*** ARTICLE
YUYU a sorti son premier EP Food Coma en 2020; il avait vingt et un ans. En 2023, il a composé Dauphin, que j’ai écouté en boucle les premières fois que j’ai refait du vélo apr ès mon accident de l’année dernière. La vibe est paisible, la nourriture est encore présente, mais on creuse d’autres sillons d’humanité; la santé mentale, l’amour, la guérison.
Smoothie love kiwi fraises anxiété
Peur des choses desquelles je suis jamais rassasié
En 2024, il sort Backflip, un EP intitulé ainsi en l’honneur de Will, son grand frère, qui a tenté un saut périlleux et s’est pété les deux pieds. On peut d’ailleurs voir la vidéo de ce terrible accident jouer en boucle quand on écoute ledit EP sur Spotify.
Au nom de la musique, YUYU s’est endetté de dix mille piasses. Pour les heures en studio, le mixage, le graphisme, le vidéoclip d’Épinettes et aussi, accessoirement, pour un voyage en Californie, le festival Burning Man, beaucoup d’activités récréatives et encore plus de tacos.
******
CONSIGNES.
1. Reproduisez le passage de l'article sur YUYU commençant par "Smoothie love kiwi" et allant jusqu'à "plus de tacos.".
2. D'après l'article sur YUYU, de quelle somme s'est-il endetté au nom de la musique ?
3. Poursuivez l'article sur YUYU à la suite de sa dernière phrase.
*** ENTRÉES EXTRAITES
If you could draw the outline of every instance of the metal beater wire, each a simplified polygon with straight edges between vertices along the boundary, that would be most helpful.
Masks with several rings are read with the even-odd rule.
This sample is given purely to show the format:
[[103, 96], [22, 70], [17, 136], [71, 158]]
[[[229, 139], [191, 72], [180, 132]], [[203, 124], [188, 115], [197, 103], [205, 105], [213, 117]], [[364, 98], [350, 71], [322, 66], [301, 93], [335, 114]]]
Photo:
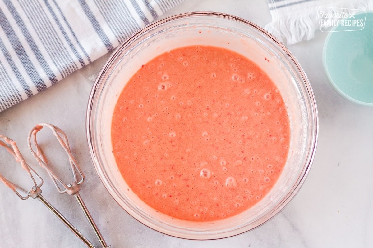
******
RÉPONSES FOURNIES.
1.
Smoothie love kiwi fraises anxiété
Peur des choses desquelles je suis jamais rassasié
En 2024, il sort Backflip, un EP intitulé ainsi en l’honneur de Will, son grand frère, qui a tenté un saut périlleux et s’est pété les deux pieds. On peut d’ailleurs voir la vidéo de ce terrible accident jouer en boucle quand on écoute ledit EP sur Spotify.
Au nom de la musique, YUYU s’est endetté de dix mille piasses. Pour les heures en studio, le mixage, le graphisme, le vidéoclip d’Épinettes et aussi, accessoirement, pour un voyage en Californie, le festival Burning Man, beaucoup d’activités récréatives et encore plus de tacos.

2. De dix mille piasses.

3.
Maintenant, le musicien de 26 ans doit aller planter des arbres à Merritt au BC pour payer ses dettes envers la société capitaliste. YUYU espère récolter assez de cob (argent) pour sortir, à l’automne, un autre projet musical qui pourrait s’intituler (SCOOP!) : Double Backflip.
« Je plante des arbres, mais je perds jamais de vue que tout ce que je fais, je le fais pour faire de la musique. »
Écoute les conseils de tes paupières qui disent fais dodo
Étire-toi comme y faut, mange des fruits, ‘tention force pas du dos
Fais pousser tes propres légumes pis tu deviens riche
Toute est good sauf la fin du monde pis la police.